• In the case In Re Selectmove 1995 2 All Er 531 it was found that the promise of future tax payments is not good consideration in contract law but an existing obligation under fiscal legislation.

Facts of the Case

  • A company owed the revenue sums deducted from its employees’ pay for tax as P.A.Y.E and national insurance contributions.
  • The company’s managing director met a collector od taxes in July 1991 and proposed that the company would pay any future liability as it fell due and that the arrears would be paid off at £1,000 a month from February 1992.
  • The collector intended to seek his superior’s approval for the arrangement and said that he would contact the managing director if it was not acceptable.
  • The company failed to make the payments.
  • On 9th October 1991 the revenue wrote to the company threatening that the company could be would up unless arrears totalling £24,650 were paid.
===============
Condense the opening paragraph of the Selectmove case summary, the one starting "In the case In Re Selectmove," into a single shorter sentence that keeps its main facts.

▶ **DATASET EXCERPT**:
===============
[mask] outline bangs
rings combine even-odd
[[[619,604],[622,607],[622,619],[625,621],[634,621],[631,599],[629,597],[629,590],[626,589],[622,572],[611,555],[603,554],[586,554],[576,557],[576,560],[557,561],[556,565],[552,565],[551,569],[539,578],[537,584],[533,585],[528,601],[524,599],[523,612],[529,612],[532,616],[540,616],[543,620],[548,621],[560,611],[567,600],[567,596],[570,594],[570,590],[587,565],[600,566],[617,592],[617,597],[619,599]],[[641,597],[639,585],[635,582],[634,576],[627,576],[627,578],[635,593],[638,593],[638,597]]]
===============
▶ **THE OUTPUT**: In Re Selectmove 1995 2 All Er 531 held that a promise of future tax payments is not good consideration in contract law, being an existing obligation under fiscal legislation.